Exercise description
Rewrite the part of the matrix eigenvalue question that opens with the words containing "The answer is" and closes with "eigenvalue of $2$.", putting "check" wherever "verify" appears.

Document segment
*-*-*

The large-$N$ limit of eigenvalues of matrices with non-diagonal elements scaling as $1/N$ Define a series of matrices$$H_N=
\begin{bmatrix}
1&1/N&1/N&\cdots&1/N\\
1/N&2&1/N&\cdots&1/N\\
1/N&1/N&3&\cdots&1/N\\
\vdots&\vdots&\vdots&&\vdots\\
1/N&1/N&1/N&\cdots&N
\end{bmatrix}$$
My question is, when $N\to+\infty$, would the eigenvalues of $H$ be different from $\{1,\ldots,N\}$ ?
The answer is not obvious, as,  for the matrix series
$$G_N=\begin{bmatrix}
1&1/N&1/N&\cdots&1/N\\
1/N&1&1/N&\cdots&1/N\\
1/N&1/N&1&\cdots&1/N\\
\vdots&\vdots&\vdots&&\vdots\\
1/N&1/N&1/N&\cdots&1
\end{bmatrix}$$
You can verify that $G_N$ has an eigenvalue of $2$.
 A: Nearly a year passed and now I finally got the answer for my problem:  In the limit $N\to\infty$, the eigenvalues of $H_N$ won't be different from $\{1,2,\ldots,N\}$.

*-*-*

Data lines
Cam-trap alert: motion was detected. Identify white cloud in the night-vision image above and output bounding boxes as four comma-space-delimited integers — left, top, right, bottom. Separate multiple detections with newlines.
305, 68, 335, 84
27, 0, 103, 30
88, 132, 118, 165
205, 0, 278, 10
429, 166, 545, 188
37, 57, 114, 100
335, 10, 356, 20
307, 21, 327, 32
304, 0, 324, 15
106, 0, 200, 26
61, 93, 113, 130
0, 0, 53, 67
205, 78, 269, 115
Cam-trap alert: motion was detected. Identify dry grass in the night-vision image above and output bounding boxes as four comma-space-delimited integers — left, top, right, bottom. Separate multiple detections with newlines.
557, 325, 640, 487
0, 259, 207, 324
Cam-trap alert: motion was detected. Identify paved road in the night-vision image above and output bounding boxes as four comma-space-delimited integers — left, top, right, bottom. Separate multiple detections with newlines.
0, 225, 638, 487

*-*-*

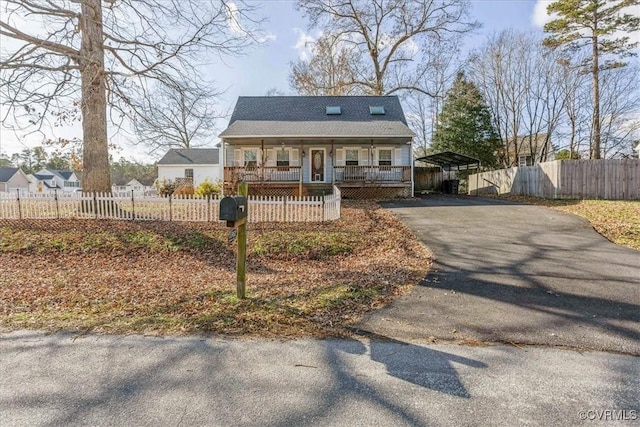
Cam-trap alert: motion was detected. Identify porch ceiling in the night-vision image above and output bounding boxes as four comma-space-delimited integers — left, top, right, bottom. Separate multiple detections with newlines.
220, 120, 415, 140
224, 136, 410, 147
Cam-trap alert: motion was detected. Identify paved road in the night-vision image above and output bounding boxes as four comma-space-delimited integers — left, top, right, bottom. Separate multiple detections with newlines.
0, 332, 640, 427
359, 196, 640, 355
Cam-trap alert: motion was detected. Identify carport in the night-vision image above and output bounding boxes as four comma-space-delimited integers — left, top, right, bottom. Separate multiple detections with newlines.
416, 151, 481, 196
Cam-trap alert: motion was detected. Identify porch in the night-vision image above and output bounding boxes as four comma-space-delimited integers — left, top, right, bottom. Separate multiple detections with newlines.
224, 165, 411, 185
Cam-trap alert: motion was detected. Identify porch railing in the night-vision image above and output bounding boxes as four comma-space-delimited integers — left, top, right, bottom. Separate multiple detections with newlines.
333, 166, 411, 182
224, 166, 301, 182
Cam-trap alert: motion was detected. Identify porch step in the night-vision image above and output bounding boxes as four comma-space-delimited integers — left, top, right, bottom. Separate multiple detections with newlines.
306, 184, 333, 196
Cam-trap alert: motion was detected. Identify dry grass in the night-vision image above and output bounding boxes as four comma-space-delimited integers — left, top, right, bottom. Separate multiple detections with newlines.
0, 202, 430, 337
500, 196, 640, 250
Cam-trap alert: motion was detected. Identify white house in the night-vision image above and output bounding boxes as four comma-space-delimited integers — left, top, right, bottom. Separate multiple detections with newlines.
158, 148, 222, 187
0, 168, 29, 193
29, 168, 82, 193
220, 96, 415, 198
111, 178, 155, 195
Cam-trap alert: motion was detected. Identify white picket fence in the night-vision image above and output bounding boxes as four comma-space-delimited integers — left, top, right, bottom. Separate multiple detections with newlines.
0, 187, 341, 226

*-*-*

Response to the task
The answer is not obvious, as,  for the matrix series
$$G_N=\begin{bmatrix}
1&1/N&1/N&\cdots&1/N\\
1/N&1&1/N&\cdots&1/N\\
1/N&1/N&1&\cdots&1/N\\
\vdots&\vdots&\vdots&&\vdots\\
1/N&1/N&1/N&\cdots&1
\end{bmatrix}$$
You can check that $G_N$ has an eigenvalue of $2$.